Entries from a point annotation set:
★ ★ ★ ★ ★ ★ ★

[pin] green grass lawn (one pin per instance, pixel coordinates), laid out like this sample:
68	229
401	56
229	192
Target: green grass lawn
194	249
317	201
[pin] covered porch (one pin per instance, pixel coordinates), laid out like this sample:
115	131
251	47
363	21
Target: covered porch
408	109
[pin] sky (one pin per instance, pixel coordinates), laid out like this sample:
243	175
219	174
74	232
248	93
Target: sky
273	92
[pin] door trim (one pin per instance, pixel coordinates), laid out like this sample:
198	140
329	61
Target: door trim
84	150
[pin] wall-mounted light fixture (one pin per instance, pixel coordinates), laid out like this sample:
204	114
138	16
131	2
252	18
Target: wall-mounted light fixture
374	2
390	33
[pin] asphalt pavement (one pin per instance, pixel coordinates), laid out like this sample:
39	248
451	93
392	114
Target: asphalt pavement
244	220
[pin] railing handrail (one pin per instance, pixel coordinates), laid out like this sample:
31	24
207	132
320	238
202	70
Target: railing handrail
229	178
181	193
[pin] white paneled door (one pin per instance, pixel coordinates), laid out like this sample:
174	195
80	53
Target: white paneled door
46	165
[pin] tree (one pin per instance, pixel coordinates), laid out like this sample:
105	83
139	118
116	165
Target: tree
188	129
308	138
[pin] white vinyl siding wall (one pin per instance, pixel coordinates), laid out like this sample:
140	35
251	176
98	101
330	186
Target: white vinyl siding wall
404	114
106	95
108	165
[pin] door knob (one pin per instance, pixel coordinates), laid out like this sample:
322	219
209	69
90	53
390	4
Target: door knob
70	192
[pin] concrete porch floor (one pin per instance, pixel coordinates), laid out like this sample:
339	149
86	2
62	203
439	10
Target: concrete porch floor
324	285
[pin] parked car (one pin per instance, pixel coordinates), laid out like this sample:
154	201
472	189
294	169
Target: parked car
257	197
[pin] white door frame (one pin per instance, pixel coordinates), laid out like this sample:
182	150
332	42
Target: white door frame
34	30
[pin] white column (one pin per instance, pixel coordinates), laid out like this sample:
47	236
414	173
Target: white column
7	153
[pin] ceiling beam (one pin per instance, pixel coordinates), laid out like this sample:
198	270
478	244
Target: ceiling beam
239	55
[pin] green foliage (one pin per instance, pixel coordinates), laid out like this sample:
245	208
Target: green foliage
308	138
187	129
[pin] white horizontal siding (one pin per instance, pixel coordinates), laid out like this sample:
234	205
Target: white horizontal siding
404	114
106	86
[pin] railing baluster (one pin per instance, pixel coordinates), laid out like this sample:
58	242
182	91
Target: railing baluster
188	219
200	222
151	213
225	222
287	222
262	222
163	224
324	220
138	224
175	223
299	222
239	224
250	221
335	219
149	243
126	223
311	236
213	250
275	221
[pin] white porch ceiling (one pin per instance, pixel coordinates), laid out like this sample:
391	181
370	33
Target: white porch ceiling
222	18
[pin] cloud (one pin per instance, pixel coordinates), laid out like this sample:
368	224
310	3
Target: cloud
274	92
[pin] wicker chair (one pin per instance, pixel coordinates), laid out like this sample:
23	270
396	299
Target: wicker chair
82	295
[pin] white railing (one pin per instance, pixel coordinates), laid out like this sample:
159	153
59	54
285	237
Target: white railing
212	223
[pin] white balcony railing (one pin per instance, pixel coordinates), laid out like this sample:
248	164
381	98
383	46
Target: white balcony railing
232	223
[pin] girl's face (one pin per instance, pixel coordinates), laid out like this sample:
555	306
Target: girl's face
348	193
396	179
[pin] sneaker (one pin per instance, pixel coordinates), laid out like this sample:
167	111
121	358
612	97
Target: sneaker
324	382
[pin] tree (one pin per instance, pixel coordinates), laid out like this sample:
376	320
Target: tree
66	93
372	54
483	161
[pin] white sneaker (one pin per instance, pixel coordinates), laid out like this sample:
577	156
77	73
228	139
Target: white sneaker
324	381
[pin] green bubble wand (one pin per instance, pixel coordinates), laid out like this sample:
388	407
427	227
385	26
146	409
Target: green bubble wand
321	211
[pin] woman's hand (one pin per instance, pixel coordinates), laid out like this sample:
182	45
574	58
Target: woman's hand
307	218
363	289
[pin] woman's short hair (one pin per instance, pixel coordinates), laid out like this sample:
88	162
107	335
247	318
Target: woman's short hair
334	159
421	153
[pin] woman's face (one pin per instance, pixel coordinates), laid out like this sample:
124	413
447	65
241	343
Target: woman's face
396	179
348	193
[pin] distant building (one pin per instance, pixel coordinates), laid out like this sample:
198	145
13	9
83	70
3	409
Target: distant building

★ ★ ★ ★ ★ ★ ★

What is asked: Repeat the records above exactly, from the first line to the last.

Solution for this task:
[pin] green grass lawn (one pin per instance, pixel coordinates), laid out like this sample:
68	229
401	56
229	192
Target: green grass lawn
194	249
317	201
[pin] covered porch (one pin per instance, pixel coordinates), laid out like this sample:
115	131
251	47
363	21
Target: covered porch
408	109
[pin] sky (one pin per instance, pixel coordinates), laid out like this sample:
243	175
219	174
74	232
248	93
Target: sky
273	92
[pin] door trim (one pin per instance, pixel coordinates), laid out like this sample:
198	140
329	61
Target: door trim
84	150
[pin] wall-mounted light fixture (one pin per instance, pixel coordinates), laid out like this sample:
204	114
138	16
131	2
252	18
Target: wall-mounted light fixture
374	2
390	33
[pin] asphalt pavement (one pin per instance, pixel coordinates), laid out like this sample:
39	248
451	93
392	114
Target: asphalt pavement
244	220
[pin] railing handrail (one pin per instance, pixel coordinates), laid out like this sample:
31	24
207	132
320	238
202	70
Target: railing handrail
229	178
181	193
[pin] white paneled door (one pin per instance, pixel coordinates), laid out like this sample:
174	195
80	53
Target: white paneled door
46	165
[pin] tree (one pin per instance, pixel coordinates), laid out like this sample:
105	83
139	118
116	165
Target: tree
188	129
308	138
[pin] white vinyl siding wall (one pin per instance, pixel coordinates), laid out like this sample:
140	35
251	176
98	101
330	186
Target: white vinyl siding wall
404	114
106	95
108	165
[pin] door knob (one pin per instance, pixel coordinates), laid out like this sample:
322	219
209	69
90	53
390	4
Target: door knob
70	192
[pin] concrete porch floor (one pin per instance, pixel coordinates), laid out like this sample:
339	149
86	2
62	203
439	10
Target: concrete porch floor
324	285
[pin] parked car (one pin per instance, pixel coordinates), laid out like this sample:
154	201
472	189
294	169
Target: parked car
257	197
[pin] white door frame (one pin per instance, pixel coordinates), laid out like this sample:
182	150
332	42
Target: white door frame
34	30
[pin] white column (one pin per instance, pixel coordinates), laid out like this sample:
47	236
414	173
Target: white column
7	153
[pin] ceiling beam (one pin per instance, pixel coordinates), laid out like this sample:
198	270
478	244
Target: ceiling beam
239	55
[pin] green foliage (one pin per instance, pixel coordinates), laid out like this sample:
245	208
Target: green foliage
308	138
187	129
[pin] white horizontal siding (one pin per instance, pixel coordinates), laid out like this sample:
234	205
Target: white horizontal siding
404	114
106	86
[pin] railing baluster (one pin per instance, pixel coordinates), laid out like this sample:
58	242
182	91
Target: railing baluster
188	219
200	222
151	213
225	222
287	222
262	222
163	224
324	220
138	224
175	223
299	222
239	224
250	221
335	219
149	243
126	223
311	236
213	250
275	221
[pin] white porch ceiling (one pin per instance, pixel coordinates), laid out like this sample:
391	181
370	33
Target: white porch ceiling
222	18
[pin] cloud (one pin per instance, pixel coordinates), laid out like this sample:
368	224
310	3
Target: cloud
274	92
[pin] wicker chair (one pin per instance, pixel coordinates), laid out like this sample:
23	270
396	299
Target: wicker chair
82	295
[pin] white railing (one pin per instance, pixel coordinates), laid out like this sample:
159	153
59	54
285	237
Target: white railing
212	223
[pin] white balcony railing (one pin per instance, pixel coordinates), laid out like this sample:
248	164
381	98
383	46
Target: white balcony railing
232	223
[pin] girl's face (one pin per instance, pixel coordinates), laid out like this sample:
555	306
Target: girl's face
348	193
396	179
[pin] sneaker (one pin per instance, pixel coordinates), laid out like this sample:
167	111
121	358
612	97
Target: sneaker
324	382
[pin] tree (one pin per instance, pixel coordinates), laid out like this sample:
376	320
Target: tree
66	93
372	54
483	161
[pin] white sneaker (one pin per instance, pixel coordinates), laid out like this sample:
577	156
77	73
228	139
Target: white sneaker
324	381
[pin] green bubble wand (one pin per instance, pixel coordinates), laid out like this sample:
388	407
427	227
385	26
146	409
Target: green bubble wand
321	211
[pin] woman's hand (one pin per instance, pixel coordinates), laid out like this sample:
182	45
574	58
Target: woman's hand
307	218
363	289
[pin] woman's short hair (one pin per instance, pixel coordinates), laid out like this sample:
88	162
107	335
247	318
Target: woman's short hair
334	159
421	153
[pin] woman's face (one pin per instance, pixel coordinates), laid out like this sample:
124	413
447	65
241	343
Target: woman's face
396	179
348	193
[pin] distant building (one pin per instance, pixel coordinates), laid out like this sample:
198	145
13	9
83	70
3	409
Target: distant building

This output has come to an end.